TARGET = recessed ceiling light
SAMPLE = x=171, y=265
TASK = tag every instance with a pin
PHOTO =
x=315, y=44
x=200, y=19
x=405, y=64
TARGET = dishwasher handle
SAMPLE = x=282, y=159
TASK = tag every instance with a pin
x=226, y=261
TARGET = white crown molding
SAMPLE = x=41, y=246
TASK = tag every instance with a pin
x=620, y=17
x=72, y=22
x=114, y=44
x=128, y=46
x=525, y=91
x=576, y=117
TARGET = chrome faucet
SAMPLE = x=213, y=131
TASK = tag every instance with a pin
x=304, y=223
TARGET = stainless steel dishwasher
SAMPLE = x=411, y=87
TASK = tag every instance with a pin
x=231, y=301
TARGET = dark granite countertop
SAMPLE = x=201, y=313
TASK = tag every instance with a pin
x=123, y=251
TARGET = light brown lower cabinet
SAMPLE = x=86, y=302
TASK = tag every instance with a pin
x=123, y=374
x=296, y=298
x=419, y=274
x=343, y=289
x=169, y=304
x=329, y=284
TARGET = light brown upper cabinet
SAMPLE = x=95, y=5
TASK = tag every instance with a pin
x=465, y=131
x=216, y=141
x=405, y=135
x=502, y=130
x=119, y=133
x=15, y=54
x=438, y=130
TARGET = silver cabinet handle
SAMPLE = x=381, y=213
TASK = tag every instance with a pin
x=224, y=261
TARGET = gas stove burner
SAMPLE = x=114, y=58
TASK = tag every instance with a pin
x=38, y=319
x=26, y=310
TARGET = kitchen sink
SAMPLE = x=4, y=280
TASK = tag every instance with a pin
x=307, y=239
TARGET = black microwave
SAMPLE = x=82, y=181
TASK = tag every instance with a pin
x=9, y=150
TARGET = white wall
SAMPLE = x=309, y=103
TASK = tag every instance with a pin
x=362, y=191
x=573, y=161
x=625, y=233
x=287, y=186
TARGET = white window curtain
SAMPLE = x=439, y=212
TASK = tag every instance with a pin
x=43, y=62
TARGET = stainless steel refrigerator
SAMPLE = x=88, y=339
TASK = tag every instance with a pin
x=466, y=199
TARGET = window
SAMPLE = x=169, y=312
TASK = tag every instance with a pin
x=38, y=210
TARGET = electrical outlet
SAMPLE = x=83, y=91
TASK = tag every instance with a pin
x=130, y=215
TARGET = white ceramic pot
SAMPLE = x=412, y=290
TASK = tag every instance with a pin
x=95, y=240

::::::

[THE PROBLEM]
Your task is to return, exactly and on their own, the lines from the one containing "TARGET = black microwave" through the last line of the listing.

[TASK RESPONSE]
TARGET = black microwave
SAMPLE = x=82, y=181
TASK = tag every instance with a pin
x=9, y=150
TARGET = white wall
SAMPLE = x=309, y=103
TASK = tag every instance with a pin
x=362, y=191
x=573, y=161
x=625, y=233
x=287, y=186
TARGET = white window curtain
SAMPLE = x=439, y=212
TASK = tag every instance with a pin
x=43, y=62
TARGET = stainless steel refrigerator
SAMPLE = x=88, y=339
TASK = tag every instance with a pin
x=466, y=199
TARGET = window
SAMPLE = x=169, y=312
TASK = tag every instance with a pin
x=38, y=210
TARGET = electrical outlet
SAMPLE = x=83, y=91
TASK = tag every instance with a pin
x=130, y=215
TARGET = white ceramic pot
SAMPLE = x=412, y=290
TASK = tag every instance with a pin
x=95, y=240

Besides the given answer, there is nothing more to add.